(Data excerpts)
☆ ☆ ☆ ☆

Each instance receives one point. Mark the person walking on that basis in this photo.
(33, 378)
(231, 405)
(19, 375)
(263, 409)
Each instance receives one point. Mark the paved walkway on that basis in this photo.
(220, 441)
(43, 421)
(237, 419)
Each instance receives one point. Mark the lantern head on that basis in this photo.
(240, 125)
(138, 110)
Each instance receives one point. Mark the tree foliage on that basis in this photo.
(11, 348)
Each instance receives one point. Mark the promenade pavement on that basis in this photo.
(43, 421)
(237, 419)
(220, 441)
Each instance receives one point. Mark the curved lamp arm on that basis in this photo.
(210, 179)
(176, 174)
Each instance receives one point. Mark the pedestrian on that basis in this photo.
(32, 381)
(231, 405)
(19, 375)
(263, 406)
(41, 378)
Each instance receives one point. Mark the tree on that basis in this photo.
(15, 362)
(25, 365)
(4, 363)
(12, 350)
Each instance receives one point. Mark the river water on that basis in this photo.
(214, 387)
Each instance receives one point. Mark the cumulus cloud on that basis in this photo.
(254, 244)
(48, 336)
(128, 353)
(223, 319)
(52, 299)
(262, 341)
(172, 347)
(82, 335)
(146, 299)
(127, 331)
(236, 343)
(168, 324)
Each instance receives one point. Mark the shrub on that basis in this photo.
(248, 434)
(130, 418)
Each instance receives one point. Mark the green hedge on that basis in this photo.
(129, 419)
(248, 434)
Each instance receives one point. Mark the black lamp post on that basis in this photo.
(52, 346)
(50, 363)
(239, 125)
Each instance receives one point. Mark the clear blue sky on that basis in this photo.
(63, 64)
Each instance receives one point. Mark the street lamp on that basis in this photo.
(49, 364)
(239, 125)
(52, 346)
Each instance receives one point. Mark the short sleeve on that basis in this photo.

☆ ☆ ☆ ☆

How to complete this task => Reproduce the records above in their entirety, unchanged.

Result below =>
Each instance receives one point. Mark the person walking on that basis in this photo.
(33, 378)
(231, 405)
(19, 375)
(263, 409)
Each instance receives one point. Mark the paved walkway on that basis in this photo.
(220, 441)
(43, 421)
(237, 419)
Each instance receives one point. Mark the lantern head on that basis in this photo.
(240, 125)
(138, 110)
Each instance receives one point. Mark the tree foliage on that basis in this photo.
(11, 348)
Each instance receives one point. Mark the promenade pavement on that basis in this photo.
(43, 421)
(237, 419)
(220, 441)
Each instance receives one point. Mark the curved lamp arm on that basis in this photo.
(210, 179)
(176, 174)
Each instance receives one point. Mark the pedestrian on that basis in this photo.
(32, 381)
(231, 405)
(19, 375)
(263, 406)
(41, 378)
Each instance receives one point. Mark the tree on that basis in this photo.
(15, 362)
(25, 365)
(4, 363)
(12, 350)
Each instance receives one point. Mark the river water on that basis in this photo.
(214, 387)
Each instance receives one point. Mark the cumulus cloud on that basis in this photo.
(254, 244)
(48, 336)
(128, 353)
(223, 319)
(52, 299)
(262, 341)
(172, 347)
(82, 335)
(146, 299)
(127, 331)
(236, 343)
(168, 324)
Each instance receives one point. Mark the shrub on that basis in this photo.
(248, 434)
(130, 418)
Each instance receives one point. Mark the green hedge on that basis in this photo.
(129, 419)
(248, 434)
Each instance receives one point. Mark the black lamp post on that basis in this photo.
(52, 346)
(50, 363)
(239, 125)
Each instance receives one point. Mark the clear blue sky on that basis in this photo.
(63, 64)
Each instance receives one point. Mark the street lamp on that basis in this photo.
(49, 364)
(239, 125)
(52, 346)
Each instance receives one point. Mark the short sleeve on that basis in this photo.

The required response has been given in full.